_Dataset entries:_
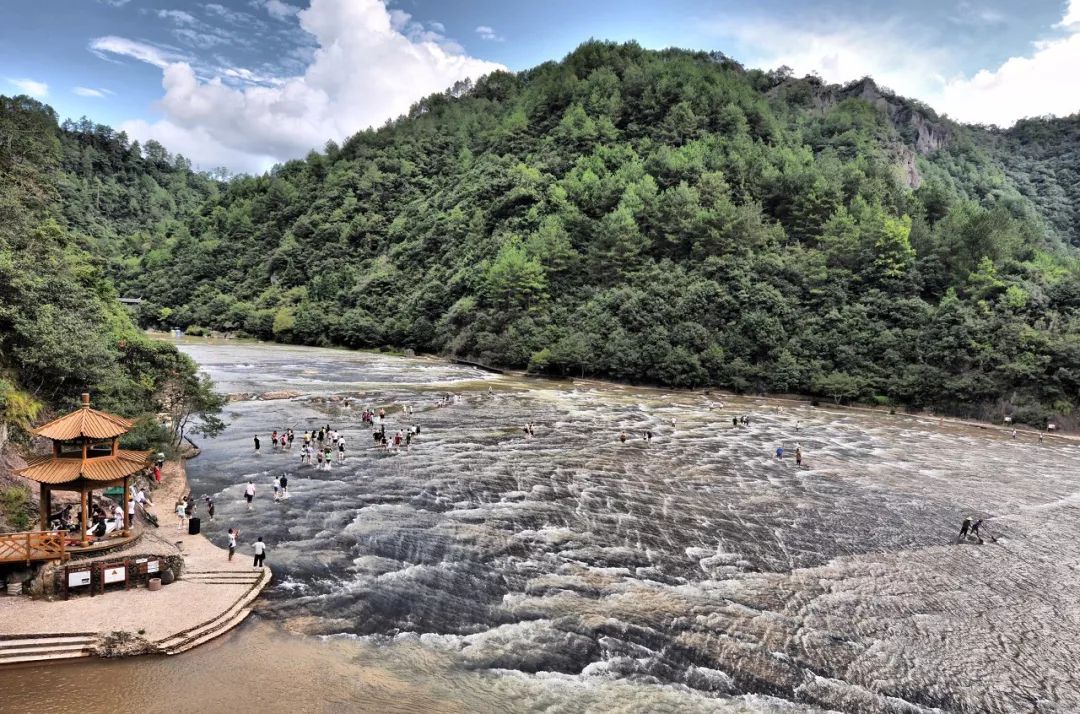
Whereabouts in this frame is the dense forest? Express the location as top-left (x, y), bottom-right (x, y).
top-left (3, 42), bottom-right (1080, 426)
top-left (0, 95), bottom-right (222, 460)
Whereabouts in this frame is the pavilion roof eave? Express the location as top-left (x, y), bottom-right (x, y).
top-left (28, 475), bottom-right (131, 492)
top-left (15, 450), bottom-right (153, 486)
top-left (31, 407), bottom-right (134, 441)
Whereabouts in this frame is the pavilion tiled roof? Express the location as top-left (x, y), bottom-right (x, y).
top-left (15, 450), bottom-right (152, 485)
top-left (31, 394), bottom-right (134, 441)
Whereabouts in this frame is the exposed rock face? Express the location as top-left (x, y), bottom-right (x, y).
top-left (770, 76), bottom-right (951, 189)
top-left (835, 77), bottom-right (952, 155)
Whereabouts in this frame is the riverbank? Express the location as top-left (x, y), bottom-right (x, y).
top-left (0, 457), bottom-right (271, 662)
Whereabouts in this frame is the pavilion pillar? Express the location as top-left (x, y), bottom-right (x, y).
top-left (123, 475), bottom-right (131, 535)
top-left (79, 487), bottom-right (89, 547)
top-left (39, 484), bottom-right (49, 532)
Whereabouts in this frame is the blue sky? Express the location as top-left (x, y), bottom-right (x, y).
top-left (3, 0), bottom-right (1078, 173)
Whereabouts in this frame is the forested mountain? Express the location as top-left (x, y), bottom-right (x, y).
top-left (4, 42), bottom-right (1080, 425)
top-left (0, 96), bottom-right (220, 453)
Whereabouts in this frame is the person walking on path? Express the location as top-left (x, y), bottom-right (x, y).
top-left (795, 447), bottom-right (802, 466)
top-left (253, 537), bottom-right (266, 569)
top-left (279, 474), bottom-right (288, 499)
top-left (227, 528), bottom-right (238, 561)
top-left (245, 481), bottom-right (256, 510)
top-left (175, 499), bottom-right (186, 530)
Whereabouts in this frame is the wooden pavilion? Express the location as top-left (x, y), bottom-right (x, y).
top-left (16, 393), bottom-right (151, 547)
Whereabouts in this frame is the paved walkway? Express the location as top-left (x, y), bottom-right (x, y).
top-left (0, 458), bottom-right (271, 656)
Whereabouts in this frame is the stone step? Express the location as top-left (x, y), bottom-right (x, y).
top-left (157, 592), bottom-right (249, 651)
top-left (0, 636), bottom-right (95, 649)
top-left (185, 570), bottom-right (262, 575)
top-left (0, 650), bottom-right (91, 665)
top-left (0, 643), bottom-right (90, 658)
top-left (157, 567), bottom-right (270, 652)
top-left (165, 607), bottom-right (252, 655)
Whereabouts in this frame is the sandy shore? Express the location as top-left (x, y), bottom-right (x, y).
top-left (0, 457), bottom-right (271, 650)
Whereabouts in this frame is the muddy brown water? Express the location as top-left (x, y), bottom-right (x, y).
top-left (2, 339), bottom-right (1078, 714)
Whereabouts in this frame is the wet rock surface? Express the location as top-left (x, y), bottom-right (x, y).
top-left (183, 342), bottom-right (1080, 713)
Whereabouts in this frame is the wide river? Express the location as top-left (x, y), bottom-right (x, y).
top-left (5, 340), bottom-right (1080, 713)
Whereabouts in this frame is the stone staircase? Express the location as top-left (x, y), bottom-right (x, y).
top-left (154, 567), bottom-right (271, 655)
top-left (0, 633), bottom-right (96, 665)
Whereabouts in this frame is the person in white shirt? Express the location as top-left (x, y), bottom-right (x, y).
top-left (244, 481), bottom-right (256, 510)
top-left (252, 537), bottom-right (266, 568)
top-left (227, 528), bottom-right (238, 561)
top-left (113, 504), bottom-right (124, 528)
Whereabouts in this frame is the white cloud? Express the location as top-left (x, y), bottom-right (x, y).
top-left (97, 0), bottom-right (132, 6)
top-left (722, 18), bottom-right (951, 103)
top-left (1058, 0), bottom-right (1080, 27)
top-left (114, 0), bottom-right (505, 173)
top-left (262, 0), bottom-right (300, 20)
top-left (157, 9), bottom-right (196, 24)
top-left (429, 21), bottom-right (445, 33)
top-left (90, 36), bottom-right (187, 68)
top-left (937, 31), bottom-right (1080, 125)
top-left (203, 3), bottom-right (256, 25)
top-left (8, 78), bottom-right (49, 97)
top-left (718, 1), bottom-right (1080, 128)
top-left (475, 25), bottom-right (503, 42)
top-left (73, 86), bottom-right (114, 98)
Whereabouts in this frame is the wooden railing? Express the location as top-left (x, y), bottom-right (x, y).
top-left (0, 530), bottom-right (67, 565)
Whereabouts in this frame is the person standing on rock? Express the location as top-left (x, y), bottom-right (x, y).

---

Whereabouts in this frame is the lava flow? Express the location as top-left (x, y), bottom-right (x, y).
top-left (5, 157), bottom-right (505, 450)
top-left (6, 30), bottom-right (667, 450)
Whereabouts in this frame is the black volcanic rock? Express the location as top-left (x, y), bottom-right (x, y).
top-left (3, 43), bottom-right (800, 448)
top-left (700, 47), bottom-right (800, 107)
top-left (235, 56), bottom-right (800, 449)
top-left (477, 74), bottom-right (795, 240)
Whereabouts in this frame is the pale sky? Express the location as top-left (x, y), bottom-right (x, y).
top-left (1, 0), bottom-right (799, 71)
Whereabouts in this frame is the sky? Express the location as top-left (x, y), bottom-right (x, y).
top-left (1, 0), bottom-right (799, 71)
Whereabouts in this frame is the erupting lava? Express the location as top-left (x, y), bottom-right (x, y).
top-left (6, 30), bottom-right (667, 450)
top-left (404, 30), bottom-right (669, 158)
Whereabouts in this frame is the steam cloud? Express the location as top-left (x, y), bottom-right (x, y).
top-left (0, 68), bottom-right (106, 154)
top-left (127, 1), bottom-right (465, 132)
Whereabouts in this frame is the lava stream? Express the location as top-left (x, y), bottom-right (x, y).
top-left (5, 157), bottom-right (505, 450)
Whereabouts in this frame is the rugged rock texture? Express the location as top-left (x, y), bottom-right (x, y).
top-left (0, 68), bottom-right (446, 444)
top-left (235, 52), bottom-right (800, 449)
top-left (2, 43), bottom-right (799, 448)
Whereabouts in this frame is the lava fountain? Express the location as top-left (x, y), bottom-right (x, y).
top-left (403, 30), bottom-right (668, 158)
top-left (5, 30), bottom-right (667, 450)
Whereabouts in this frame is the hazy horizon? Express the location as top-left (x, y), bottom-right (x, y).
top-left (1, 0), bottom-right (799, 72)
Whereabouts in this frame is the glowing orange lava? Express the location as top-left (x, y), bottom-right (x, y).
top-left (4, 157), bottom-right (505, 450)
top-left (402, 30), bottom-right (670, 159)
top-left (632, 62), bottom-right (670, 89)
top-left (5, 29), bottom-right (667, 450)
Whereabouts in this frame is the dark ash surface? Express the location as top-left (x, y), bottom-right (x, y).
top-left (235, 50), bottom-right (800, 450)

--

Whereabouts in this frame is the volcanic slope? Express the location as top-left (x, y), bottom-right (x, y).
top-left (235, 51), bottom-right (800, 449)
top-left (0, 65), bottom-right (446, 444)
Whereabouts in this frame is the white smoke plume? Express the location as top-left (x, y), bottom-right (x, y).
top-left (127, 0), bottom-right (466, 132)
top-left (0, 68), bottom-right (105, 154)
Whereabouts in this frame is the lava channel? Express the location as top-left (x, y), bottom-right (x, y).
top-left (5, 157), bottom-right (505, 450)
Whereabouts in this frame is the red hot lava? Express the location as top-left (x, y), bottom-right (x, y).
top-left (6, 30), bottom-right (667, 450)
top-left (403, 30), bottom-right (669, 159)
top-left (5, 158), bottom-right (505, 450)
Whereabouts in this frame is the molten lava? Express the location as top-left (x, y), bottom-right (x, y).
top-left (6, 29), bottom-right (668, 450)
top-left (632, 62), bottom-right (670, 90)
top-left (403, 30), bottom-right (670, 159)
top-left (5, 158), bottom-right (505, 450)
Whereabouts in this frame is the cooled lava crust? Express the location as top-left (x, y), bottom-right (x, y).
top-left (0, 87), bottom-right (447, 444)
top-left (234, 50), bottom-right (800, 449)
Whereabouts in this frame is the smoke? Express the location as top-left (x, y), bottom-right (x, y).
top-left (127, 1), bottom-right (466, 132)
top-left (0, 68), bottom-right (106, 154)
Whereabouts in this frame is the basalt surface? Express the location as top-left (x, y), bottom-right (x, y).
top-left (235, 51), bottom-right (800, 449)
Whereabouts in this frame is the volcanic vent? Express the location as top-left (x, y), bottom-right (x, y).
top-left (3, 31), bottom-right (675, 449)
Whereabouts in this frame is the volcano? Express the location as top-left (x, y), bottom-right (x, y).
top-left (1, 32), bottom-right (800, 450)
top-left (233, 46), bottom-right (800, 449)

_PROBLEM STATEMENT:_ When the line with "Whereabouts in this frame is the white cloud?" is reached in the data above, begin copying, and stop after the line with "Whereabouts in this frame is the person standing"; copy each line exactly, both ends included.

_EXERCISE RESPONSE:_
Whereabouts in this frame is the white cloud? Express the location as top-left (x, y), bottom-right (x, y).
top-left (97, 0), bottom-right (132, 6)
top-left (722, 18), bottom-right (951, 103)
top-left (1058, 0), bottom-right (1080, 27)
top-left (114, 0), bottom-right (505, 173)
top-left (262, 0), bottom-right (300, 20)
top-left (157, 9), bottom-right (196, 24)
top-left (429, 21), bottom-right (445, 33)
top-left (90, 36), bottom-right (187, 68)
top-left (937, 31), bottom-right (1080, 125)
top-left (203, 3), bottom-right (256, 25)
top-left (8, 78), bottom-right (49, 97)
top-left (718, 1), bottom-right (1080, 128)
top-left (475, 25), bottom-right (503, 42)
top-left (73, 86), bottom-right (114, 98)
Whereabouts in this frame is the wooden railing? Express the location as top-left (x, y), bottom-right (x, y).
top-left (0, 530), bottom-right (67, 565)
Whereabouts in this frame is the person standing on rock? Express the location as top-left (x, y), bottom-right (x, y).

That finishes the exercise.